Records from a dataset:

== Segment start ==

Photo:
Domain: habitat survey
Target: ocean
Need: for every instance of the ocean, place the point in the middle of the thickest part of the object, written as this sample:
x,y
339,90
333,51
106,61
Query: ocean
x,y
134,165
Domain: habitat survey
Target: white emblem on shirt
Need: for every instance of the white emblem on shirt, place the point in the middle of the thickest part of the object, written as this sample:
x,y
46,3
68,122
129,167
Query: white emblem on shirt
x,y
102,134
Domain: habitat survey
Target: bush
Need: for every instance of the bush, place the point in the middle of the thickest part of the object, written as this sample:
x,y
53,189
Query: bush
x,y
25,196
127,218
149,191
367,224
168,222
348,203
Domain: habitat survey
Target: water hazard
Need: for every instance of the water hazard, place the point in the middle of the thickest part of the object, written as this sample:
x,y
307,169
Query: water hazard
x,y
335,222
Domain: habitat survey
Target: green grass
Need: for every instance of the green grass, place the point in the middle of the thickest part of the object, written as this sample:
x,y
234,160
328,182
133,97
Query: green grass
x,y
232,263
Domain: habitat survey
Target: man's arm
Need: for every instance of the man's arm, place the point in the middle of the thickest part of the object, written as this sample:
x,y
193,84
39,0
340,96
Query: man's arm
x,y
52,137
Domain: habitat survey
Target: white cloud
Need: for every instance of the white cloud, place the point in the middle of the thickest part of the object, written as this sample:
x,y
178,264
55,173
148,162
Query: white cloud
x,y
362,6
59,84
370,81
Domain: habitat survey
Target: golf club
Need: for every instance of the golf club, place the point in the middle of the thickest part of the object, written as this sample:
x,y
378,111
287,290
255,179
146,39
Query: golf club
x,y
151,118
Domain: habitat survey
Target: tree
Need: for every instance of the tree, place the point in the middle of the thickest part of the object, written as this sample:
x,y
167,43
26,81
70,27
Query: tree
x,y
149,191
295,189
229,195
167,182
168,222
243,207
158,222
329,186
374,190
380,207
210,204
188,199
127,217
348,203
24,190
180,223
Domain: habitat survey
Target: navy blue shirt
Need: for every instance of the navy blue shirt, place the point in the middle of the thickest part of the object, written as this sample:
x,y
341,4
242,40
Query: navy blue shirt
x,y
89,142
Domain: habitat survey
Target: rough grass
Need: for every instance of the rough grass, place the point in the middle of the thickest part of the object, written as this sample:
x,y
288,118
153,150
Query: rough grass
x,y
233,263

== Segment end ==

▸ **Assignment**
The answer must be every line from the records above that contains the word "Target", copied in full.

▸ **Solved exercise**
Target: ocean
Target: white emblem on shirt
Target: bush
Target: water hazard
Target: green grass
Target: man's arm
Target: white cloud
Target: golf club
Target: tree
Target: navy blue shirt
Target: rough grass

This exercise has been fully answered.